Source text:
▶
We followed the boardwalk trail past Hidden Lake overook. Just before it dropped to the basin, we cut upward under red skree cliffs bordering the mountains above. After another mile of well-marked trail, we crested the shoulder between Cannon and Clements. There, on the horizon, we saw the head of the weather front, the end of all our good weather, manifested as thunderclouds in the distance.
Another hour up the southeast ridge, we were climbing in eroded gullies when the wind started to rise and clouds previously only visible as shadows over distant peaks swept into the McDonald valley. We heard thunder.
Storms on mountains are a touchy subject among climbers. Though normally the chance being struck by lightning is slim to none, and far less than being injured in a car-commute, among the spires and summits of 8-to-10K peaks, that statistic becomes null and void. As we stood on the summit ridge, we watched bolts jump from cloud to cloud. Then, as the storm rolled between the first of the mountains on the Continental Divide, the bolts were drawn from the boiling front to higher ground. The thunder grew from a roll to a roar as we put on our waterproof gear and bunkered down beneath a cliff overhang to shelter outselves from the weather. In came the storm. The temperature dropped ten degrees and water fell in a white sheet to the valley floor. Water struck us horizontally, then hail, and finally snow. We watched for Saint Elmo's Fire. Should our arm hair have stood on end, we would have stood and maybe run, and with right cause. The wind screamed past above our heads. Lighting struck the peak to the left and to the right. We counted thirteen bolts in a minute. Directly across from us, the sky burst open as a tree on the opposite sky of Bearhat Mountain went up in smoke.
And yet, I felt only awe. I shook with it. For what could be called terrible and fearsome seemed to me suddenly to be the touch of God. The thought that echoed through my mind, though perhaps only because I knew one of our group was terrified of lighting and felt the duty to be brave, was that if I were to die, I would offer myself gladly upon the pyre of that mountain.
The storm, which passed in between five and ten minutes, was one of the most amazing things I've ever seen. But we had suffered injuries, not to our ability but to morale. After traversing the peak and climbing another shoulder under azure blue sky, we saw another storm moving fast across the valley and more boilding clouds behind it. I have been one to call off several summits, for weather, for fear and for simple lack of faith in myself. When one party member does not want to climb, no one should force them, especially in the face of slick rock and high wind. We turned around and headed down the peak, posthaste, and thus aborted Mt. Cannon.
Although I spent several long minutes looking up at the peak with regret, I didn't leave with the fear that I wouldn't be back. If Tokyo taught me anything, it's that if I want something enough, I can take it for myself, without fear, and embrace it fully. I've lost my anxiety of many things that plagued me before I left for Japan, some everyday and some more exceptional. I no longer fear exertion, exposure or vertigo. To the contrary, this may only mean that I've come back from Japan with a death wish.
To keep our minds off defeat and weather bad enough to guarantee snow on the pass for the rest of the trip, we chatted while we hiked home to another night of eating, drinking and... other things that one does in the most beautiful place on earth.
◀
Tasks for this exercise:
1. Name each thing that the narrator of the climbing account says they no longer fear.
2. Arrange the entries from the first line through the line that contains "sill, one point per instance.", inclusive, as a Markdown table with the columns Nr and Line, leaving out blank lines.
The climbing account and the entries that follow it have no connection to each other.

[Entries for pointing and labeling]
▶
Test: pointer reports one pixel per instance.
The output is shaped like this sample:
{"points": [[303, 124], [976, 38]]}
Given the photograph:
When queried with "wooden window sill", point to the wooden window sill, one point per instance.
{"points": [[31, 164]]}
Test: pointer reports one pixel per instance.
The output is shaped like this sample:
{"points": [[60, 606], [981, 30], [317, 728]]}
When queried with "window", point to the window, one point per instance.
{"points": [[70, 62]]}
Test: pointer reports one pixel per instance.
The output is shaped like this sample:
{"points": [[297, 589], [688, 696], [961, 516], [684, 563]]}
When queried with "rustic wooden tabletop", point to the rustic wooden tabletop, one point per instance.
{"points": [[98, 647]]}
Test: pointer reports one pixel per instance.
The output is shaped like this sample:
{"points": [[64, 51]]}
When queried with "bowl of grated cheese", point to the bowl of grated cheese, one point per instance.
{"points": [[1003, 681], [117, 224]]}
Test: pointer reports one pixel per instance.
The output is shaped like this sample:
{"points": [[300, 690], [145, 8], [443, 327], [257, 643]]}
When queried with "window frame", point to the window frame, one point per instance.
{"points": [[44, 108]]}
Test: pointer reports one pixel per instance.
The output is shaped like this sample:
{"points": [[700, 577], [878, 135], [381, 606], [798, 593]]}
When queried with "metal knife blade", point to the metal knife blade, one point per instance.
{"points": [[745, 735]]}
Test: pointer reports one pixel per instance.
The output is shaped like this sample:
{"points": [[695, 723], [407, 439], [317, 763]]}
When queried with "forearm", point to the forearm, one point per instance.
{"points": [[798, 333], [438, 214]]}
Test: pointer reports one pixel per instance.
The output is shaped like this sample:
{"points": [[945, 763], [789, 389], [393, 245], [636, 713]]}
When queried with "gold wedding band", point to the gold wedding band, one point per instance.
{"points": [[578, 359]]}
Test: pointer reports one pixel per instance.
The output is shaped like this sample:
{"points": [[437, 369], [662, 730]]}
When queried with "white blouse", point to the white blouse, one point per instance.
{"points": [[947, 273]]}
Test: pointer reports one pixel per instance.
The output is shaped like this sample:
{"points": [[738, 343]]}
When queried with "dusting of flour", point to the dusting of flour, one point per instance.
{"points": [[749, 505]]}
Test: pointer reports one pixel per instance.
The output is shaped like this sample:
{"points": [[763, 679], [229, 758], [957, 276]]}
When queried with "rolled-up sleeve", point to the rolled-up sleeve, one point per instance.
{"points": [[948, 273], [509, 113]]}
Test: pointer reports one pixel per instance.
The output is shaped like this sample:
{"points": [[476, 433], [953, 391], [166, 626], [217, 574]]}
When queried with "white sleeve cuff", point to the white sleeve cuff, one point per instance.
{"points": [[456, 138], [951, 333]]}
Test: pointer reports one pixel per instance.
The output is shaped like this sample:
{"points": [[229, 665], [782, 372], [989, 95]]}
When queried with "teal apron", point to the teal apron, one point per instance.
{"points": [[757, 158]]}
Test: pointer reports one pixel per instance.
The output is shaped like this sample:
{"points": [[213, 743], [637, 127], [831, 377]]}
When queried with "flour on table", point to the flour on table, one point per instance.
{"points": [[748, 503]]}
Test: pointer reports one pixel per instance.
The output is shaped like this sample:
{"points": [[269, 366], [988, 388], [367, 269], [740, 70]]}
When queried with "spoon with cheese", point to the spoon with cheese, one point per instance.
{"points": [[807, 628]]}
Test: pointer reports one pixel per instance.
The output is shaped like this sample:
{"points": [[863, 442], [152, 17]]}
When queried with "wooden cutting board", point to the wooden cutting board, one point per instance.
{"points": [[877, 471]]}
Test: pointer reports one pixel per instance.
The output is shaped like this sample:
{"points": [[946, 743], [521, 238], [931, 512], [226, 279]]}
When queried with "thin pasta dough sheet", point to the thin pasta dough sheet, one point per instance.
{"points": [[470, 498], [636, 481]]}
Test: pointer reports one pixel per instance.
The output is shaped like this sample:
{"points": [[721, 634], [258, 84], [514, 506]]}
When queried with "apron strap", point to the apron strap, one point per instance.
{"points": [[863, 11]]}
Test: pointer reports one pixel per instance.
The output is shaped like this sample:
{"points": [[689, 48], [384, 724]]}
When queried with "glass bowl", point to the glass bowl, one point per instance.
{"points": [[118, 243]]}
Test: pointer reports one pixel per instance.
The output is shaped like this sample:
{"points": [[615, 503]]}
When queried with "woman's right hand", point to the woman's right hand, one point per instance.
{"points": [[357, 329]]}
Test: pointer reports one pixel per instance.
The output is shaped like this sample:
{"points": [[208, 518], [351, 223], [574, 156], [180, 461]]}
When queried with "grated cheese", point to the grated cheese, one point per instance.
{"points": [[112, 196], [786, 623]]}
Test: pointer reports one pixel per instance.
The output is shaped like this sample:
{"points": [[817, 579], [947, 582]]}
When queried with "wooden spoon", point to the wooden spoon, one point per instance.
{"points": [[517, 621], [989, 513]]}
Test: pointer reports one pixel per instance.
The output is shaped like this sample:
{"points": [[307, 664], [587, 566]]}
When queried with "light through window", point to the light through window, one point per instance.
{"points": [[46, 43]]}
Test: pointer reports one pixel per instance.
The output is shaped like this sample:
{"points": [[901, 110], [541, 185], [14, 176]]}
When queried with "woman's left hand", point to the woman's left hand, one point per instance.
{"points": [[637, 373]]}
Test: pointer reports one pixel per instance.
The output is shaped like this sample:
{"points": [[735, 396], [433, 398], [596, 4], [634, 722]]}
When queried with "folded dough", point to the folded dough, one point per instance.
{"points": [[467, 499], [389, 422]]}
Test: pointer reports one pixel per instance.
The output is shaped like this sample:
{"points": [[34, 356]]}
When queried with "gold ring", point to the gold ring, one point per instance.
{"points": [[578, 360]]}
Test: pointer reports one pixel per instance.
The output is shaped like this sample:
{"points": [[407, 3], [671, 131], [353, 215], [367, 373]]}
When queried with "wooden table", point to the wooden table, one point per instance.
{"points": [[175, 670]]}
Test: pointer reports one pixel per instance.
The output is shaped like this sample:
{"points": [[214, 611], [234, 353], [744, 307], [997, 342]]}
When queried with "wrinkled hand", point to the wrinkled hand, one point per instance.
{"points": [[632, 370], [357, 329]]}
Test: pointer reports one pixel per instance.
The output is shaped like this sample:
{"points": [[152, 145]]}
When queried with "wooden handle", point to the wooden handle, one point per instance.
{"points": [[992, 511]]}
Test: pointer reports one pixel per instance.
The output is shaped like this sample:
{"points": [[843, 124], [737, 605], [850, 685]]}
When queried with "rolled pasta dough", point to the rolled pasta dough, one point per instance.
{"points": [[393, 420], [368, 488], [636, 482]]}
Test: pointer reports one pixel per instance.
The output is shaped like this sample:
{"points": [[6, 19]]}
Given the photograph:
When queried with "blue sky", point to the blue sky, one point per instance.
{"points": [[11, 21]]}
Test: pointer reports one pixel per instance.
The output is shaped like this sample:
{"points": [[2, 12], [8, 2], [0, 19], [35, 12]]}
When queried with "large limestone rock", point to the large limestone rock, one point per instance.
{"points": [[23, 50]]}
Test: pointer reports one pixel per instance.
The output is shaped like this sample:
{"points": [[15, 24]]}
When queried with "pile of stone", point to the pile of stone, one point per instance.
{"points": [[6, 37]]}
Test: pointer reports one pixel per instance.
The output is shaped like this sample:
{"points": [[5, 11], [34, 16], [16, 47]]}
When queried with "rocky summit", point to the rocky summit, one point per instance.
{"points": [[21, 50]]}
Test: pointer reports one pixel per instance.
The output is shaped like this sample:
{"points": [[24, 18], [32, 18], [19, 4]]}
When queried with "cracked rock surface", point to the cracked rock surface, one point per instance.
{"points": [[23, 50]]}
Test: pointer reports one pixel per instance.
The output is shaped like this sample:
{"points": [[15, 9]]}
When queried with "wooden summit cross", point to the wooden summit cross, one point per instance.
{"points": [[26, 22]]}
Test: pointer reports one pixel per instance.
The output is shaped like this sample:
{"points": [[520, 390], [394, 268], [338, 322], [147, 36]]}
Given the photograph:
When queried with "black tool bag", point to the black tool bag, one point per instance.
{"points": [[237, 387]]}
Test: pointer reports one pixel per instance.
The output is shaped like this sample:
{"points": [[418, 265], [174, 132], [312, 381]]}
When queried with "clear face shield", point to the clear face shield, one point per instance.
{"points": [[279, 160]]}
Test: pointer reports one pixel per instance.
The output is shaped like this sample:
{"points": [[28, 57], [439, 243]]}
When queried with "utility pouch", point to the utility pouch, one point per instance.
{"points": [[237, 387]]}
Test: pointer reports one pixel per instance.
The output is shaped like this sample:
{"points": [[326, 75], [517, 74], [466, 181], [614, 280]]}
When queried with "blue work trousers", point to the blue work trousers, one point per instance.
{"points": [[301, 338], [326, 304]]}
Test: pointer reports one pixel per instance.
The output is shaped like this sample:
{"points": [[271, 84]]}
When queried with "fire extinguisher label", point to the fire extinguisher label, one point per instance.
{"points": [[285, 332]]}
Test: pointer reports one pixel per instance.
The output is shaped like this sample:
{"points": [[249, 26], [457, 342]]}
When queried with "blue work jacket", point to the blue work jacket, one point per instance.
◀
Answers to the problems:
1.
- Exertion
- Exposure
- Vertigo

2.
| Nr | Line |
|---|---|
| 1 | Test: pointer reports one pixel per instance. |
| 2 | The output is shaped like this sample: |
| 3 | {"points": [[303, 124], [976, 38]]} |
| 4 | Given the photograph: |
| 5 | When queried with "wooden window sill", point to the wooden window sill, one point per instance. |